:: TEXT EXCERPT
From the potassium salt of heptanesulfonic acid, obtained by treating its barium salt with an equimolecular amount of potassium sulfate, we synthesized the benzylthiuronium salt of heptanesulfonic acid, which has not been described in the literature. This synthesis was carried out as follows. The potassium salt of heptanesulfonic acid, in an amount of 1.16 g (0.0053 g-mol), was dissolved in 4 ml of distilled water; the solution was cooled in ice and then mixed and shaken well with an ice-cooled solution of 1.32 g (0.0065 g-mol) of benzylthiuronium chloride (m.p. 173–174°) in a small amount of water. On cooling, crystals of the benzylthiuronium salt of heptanesulfonic acid separated; these were collected on a filter and washed with cold water. After repeated recrystallization from 50% ethyl alcohol, the derivative was obtained in the form of scaly crystals, having m.p. 105.5–106.5°.

There are statements in the literature that the photochemical sulfooxidation reaction of paraffinic and cycloparaffinic hydrocarbons proceeds by a chain mechanism. Thus, Graf (⁶) and Ortner (⁷) consider that this reaction is a chain reaction and proceeds with the intermediate formation of alkanepersulfonic acids, which in aqueous solution are instantaneously reduced by sulfurous acid to alkanesulfonic acids, giving an equimolecular amount of sulfuric acid

$$ \mathrm{RSO_2O_2H + SO_2 + H_2O \rightarrow RSO_3H + H_2SO_4.} \tag{1} $$

The formation of sulfinic acids observed by us, as well as the much higher content of heptanesulfonic acids in the reaction products in comparison with the amount of sulfuric acid that should be present according to this scheme, does not support the formation of heptanesulfonic acids and sulfuric acid through decomposition of heptanepersulfonic acids by sulfurous acid according to equation (1). The formation of sulfuric acid according to equation (1) in our experiments is in general unlikely, since the water necessary for this reaction to proceed could have been introduced into the reaction medium only in the most negligible amounts together with the reacting gases. As Graf (⁶) indicates, water may arise as a result of the reaction

$$ \mathrm{C_nH_{2n+1}SO_2O_2H + C_nH_{2n+2} \rightarrow C_nH_{2n+1}SO_3H + C_nH_{2n} + H_2O,} \tag{2} $$

but in our experiments no appreciable formation of unsaturated compounds occurred.
::::
:: THE DATA
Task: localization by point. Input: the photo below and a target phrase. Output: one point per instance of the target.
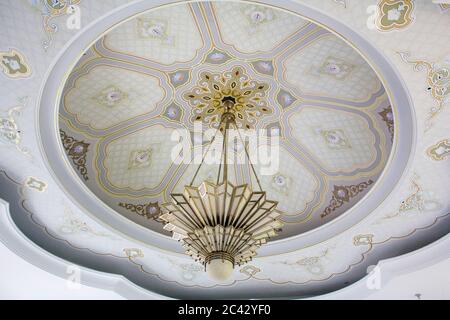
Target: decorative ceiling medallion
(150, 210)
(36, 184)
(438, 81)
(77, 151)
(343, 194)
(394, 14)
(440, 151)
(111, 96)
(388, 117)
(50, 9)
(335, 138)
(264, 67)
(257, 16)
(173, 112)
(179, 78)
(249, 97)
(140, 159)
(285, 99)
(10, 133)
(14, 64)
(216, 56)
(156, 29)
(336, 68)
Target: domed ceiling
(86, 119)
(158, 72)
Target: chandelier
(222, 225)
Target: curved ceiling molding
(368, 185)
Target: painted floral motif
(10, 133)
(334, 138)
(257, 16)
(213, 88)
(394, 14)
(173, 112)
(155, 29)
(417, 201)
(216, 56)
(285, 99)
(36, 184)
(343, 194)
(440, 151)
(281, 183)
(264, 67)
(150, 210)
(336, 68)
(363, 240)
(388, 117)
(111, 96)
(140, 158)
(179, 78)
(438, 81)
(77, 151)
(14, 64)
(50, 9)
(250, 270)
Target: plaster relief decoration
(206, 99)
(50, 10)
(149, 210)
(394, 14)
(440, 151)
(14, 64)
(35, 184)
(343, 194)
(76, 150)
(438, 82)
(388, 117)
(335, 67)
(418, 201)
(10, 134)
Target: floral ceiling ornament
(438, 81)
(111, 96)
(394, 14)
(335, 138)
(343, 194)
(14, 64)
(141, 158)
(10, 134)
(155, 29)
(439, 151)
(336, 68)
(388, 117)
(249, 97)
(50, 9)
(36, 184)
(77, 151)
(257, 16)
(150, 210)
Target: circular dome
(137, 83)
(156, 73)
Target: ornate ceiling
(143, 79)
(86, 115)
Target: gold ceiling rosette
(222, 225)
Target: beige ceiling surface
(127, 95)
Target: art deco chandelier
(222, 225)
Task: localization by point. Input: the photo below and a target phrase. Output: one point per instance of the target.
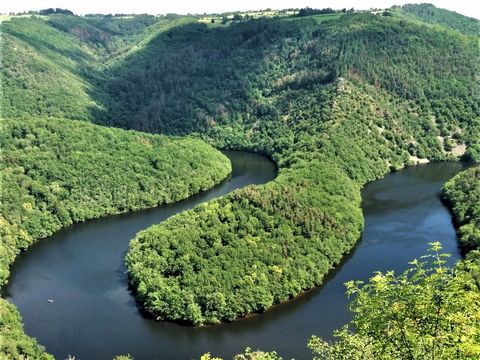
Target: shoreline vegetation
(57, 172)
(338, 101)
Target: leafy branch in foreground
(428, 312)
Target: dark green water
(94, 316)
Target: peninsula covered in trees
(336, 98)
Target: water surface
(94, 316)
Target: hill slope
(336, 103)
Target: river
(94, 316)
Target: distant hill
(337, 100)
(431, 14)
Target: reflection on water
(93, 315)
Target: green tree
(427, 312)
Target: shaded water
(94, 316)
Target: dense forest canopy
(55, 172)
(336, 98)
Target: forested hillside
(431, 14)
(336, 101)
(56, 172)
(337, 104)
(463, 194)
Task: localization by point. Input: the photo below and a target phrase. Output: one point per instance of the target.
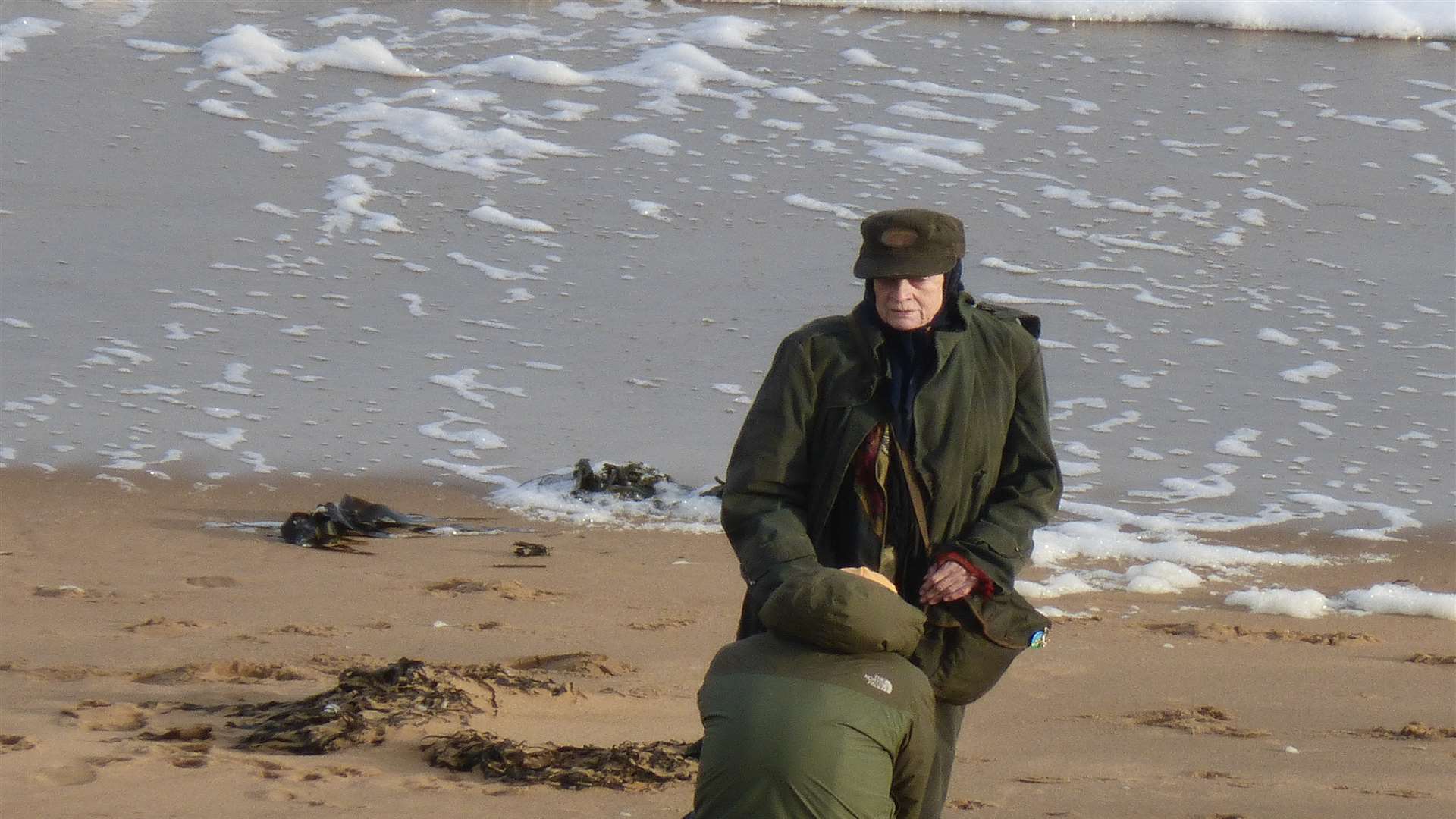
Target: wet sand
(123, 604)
::::
:: THE DATA
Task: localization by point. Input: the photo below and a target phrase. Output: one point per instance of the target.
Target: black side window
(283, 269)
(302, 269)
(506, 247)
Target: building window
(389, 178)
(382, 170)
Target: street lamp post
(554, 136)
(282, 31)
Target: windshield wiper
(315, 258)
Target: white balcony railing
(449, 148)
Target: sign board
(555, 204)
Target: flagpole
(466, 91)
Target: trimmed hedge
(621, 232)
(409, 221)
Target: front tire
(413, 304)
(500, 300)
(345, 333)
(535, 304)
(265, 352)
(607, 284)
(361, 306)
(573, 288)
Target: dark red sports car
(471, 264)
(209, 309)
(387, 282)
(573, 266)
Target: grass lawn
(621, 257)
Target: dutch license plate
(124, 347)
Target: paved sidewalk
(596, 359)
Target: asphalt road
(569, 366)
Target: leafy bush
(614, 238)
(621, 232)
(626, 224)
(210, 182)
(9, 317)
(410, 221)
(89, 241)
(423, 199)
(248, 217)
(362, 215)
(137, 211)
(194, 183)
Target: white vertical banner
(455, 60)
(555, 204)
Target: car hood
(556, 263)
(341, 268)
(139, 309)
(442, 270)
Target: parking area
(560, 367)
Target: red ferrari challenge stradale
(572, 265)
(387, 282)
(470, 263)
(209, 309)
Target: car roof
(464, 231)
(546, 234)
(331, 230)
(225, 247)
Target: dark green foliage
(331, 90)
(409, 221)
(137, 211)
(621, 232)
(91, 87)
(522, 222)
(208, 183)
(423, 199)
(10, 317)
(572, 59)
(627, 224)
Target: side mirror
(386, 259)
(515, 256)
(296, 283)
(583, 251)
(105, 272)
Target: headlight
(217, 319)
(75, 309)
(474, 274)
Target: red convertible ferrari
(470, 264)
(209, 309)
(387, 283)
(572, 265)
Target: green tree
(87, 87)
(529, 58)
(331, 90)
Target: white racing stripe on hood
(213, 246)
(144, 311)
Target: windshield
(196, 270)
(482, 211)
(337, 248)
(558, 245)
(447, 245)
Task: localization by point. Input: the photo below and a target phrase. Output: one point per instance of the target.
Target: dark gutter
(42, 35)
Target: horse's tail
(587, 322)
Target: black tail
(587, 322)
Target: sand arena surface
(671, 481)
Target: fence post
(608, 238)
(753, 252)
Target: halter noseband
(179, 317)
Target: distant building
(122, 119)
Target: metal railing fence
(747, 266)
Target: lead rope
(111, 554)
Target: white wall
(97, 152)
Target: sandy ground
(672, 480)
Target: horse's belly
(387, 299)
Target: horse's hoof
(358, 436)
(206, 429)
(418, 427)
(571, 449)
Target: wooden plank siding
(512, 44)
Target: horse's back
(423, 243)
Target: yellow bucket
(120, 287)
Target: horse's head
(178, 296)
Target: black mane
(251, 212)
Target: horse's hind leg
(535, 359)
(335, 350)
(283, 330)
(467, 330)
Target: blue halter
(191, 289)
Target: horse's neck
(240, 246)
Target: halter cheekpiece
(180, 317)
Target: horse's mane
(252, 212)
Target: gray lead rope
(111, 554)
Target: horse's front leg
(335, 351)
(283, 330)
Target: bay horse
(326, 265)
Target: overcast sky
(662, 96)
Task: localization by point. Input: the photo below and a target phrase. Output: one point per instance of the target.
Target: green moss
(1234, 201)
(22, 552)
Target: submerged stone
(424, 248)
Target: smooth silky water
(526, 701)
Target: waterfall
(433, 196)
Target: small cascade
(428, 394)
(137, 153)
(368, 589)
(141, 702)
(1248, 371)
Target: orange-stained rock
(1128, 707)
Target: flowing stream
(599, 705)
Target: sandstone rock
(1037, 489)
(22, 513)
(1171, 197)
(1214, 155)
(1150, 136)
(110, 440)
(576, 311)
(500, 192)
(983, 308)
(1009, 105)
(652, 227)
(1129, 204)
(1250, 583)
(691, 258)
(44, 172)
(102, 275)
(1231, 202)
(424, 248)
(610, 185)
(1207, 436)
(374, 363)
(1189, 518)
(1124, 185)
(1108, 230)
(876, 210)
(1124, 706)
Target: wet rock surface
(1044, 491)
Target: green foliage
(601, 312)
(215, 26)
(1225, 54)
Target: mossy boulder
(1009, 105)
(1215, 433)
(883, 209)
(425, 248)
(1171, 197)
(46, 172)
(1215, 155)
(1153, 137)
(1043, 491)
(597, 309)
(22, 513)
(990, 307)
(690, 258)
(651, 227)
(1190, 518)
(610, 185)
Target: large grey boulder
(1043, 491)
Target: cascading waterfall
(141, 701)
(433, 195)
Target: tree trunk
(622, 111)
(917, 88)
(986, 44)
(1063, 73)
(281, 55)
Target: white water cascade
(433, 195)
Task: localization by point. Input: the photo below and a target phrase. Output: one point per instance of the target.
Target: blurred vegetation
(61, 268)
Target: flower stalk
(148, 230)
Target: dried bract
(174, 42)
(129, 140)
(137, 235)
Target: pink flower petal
::::
◆ **TASK INSTRUCTIONS**
a: In the chemistry excerpt, what melting point did the benzylthiuronium salt of heptanesulfonic acid have after repeated recrystallization?
b: From the listing, convert the lines between the line containing "Target: flower stalk" and the line containing "Target: pink flower petal", inclusive, into a Markdown table with the columns Row and Line, leaving out blank lines.
The chemistry excerpt and the listing have no connection to each other.

◆ **ANSWER SET**
a: 105.5–106.5°

b:
| Row | Line |
|---|---|
| 1 | Target: flower stalk |
| 2 | (148, 230) |
| 3 | Target: dried bract |
| 4 | (174, 42) |
| 5 | (129, 140) |
| 6 | (137, 235) |
| 7 | Target: pink flower petal |